*Page excerpt*:
==========

Tuesday, November 18, 2014

All She Wanted Was to Be a Baby

I don't know the details. My son was living in Clarksdale, Mississippi at the time and was friends with some people who rescued dogs. Jeff, our weeny dog, comes from that time as does Lucky our outside dog.

She was a pit mix, Lucky, rescued from a dog fighting ring. That's what I was told and that is about all I know. She had terrible scars from being used as a bait dog, to train the fighters, and she came to our house to stay while her adoptive family got things worked out. That was ten or twelve years ago. For some reason I can't remember, the family we were keeping her for decided they didn't want her. My wife did.

To be honest, I didn't really want her either. She was a big dog and big dogs crap big and big dogs dig big holes in the yard. That aggravates me bigly. But I agreed to having her because my wife fell for her. I did too, it just took a little longer for me.

==========

*Dataset entries*:
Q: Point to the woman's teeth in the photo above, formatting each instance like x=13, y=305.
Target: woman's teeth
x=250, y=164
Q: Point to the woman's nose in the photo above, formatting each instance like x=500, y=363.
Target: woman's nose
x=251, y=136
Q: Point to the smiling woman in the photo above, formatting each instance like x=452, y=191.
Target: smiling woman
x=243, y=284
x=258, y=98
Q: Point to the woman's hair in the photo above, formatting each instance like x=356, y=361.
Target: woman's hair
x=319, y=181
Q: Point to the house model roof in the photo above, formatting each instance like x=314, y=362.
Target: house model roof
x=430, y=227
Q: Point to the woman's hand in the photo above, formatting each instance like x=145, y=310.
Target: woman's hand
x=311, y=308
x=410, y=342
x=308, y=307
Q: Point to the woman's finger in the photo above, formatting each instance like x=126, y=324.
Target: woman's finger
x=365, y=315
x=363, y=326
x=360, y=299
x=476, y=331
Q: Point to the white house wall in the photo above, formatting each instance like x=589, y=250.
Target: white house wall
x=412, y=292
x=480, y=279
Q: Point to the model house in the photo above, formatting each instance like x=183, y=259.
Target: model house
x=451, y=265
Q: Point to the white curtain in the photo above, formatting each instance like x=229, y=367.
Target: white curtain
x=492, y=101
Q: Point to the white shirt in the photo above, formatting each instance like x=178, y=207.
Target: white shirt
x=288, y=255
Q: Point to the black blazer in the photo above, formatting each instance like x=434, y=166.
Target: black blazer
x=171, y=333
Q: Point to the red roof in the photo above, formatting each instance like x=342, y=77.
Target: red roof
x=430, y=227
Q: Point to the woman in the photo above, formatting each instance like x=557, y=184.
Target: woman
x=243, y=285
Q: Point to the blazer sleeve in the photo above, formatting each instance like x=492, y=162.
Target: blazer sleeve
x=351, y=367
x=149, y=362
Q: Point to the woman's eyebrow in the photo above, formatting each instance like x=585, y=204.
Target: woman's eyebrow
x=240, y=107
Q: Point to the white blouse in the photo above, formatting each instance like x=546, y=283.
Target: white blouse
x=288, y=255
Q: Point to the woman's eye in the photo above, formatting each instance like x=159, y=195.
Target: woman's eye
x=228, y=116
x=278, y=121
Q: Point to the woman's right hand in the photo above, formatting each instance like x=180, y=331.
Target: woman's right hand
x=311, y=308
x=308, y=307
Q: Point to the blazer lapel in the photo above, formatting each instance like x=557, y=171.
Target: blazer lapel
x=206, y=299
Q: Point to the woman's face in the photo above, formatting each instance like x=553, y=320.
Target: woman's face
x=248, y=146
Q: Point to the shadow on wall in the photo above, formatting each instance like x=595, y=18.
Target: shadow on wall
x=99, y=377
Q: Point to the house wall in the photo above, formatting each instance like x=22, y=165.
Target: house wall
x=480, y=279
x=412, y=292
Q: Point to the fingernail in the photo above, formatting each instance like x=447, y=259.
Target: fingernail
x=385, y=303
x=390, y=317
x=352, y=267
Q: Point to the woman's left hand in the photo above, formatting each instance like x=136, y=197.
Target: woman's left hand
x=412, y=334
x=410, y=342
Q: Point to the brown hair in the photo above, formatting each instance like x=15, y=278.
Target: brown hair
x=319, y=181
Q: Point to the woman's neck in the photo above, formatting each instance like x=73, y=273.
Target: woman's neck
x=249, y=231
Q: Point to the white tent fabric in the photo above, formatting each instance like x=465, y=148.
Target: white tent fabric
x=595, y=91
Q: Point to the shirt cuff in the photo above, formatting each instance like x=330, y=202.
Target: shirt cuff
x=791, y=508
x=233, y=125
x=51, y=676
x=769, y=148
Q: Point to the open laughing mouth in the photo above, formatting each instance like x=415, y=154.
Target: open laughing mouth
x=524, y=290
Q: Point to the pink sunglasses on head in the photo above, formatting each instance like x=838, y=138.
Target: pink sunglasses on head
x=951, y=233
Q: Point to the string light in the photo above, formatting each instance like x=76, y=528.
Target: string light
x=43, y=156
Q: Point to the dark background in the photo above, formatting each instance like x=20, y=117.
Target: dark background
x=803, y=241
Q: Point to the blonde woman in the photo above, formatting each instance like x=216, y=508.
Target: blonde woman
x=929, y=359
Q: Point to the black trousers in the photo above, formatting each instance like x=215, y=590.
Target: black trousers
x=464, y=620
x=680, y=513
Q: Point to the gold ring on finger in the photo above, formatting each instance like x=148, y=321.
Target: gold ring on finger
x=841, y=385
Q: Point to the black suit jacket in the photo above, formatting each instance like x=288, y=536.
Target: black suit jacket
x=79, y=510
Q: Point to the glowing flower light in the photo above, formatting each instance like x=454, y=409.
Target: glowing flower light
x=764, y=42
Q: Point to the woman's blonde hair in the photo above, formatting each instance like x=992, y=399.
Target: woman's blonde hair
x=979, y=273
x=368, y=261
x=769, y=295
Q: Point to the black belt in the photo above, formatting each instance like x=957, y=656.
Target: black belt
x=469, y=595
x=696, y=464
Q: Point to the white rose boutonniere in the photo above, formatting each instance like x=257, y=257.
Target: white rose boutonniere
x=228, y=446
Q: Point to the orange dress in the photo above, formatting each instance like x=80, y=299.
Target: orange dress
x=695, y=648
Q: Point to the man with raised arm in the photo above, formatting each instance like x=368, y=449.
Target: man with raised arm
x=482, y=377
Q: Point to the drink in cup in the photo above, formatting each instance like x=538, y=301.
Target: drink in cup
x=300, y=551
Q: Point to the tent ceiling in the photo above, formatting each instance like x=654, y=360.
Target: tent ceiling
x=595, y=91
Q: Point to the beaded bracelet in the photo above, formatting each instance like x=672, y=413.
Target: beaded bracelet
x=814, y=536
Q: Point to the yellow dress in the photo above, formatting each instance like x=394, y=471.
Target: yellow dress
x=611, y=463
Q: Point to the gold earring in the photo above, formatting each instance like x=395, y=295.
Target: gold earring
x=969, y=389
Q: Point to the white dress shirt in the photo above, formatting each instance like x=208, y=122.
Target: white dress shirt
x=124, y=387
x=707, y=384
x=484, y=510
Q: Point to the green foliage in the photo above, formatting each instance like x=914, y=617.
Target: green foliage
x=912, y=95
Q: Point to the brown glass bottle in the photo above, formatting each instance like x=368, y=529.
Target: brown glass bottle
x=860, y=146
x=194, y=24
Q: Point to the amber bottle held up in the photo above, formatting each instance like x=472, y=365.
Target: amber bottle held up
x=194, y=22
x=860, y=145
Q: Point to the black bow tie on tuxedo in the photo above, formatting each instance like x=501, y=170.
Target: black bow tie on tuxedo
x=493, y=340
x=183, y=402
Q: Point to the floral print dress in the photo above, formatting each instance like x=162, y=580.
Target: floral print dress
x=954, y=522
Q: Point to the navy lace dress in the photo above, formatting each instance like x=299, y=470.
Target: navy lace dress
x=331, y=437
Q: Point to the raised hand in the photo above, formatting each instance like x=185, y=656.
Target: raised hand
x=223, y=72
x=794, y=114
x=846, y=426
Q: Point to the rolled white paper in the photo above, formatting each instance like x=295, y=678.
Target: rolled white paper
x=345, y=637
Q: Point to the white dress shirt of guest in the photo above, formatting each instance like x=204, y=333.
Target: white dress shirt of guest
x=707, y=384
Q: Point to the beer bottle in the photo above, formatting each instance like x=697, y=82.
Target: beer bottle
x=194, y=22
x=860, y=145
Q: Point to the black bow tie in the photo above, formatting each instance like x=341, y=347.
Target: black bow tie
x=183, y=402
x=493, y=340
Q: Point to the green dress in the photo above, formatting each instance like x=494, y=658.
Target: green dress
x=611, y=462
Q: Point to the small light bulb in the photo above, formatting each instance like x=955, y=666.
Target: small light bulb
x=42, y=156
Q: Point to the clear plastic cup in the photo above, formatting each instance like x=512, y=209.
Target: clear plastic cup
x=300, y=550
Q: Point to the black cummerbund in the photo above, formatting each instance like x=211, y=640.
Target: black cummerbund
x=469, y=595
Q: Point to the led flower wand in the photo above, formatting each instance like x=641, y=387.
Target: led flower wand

==========

*Task to carry out*:
Quote the post about Lucky between "All She Wanted" and "our outside dog.", inclusive.

*Exercise response*:
All She Wanted Was to Be a Baby

I don't know the details. My son was living in Clarksdale, Mississippi at the time and was friends with some people who rescued dogs. Jeff, our weeny dog, comes from that time as does Lucky our outside dog.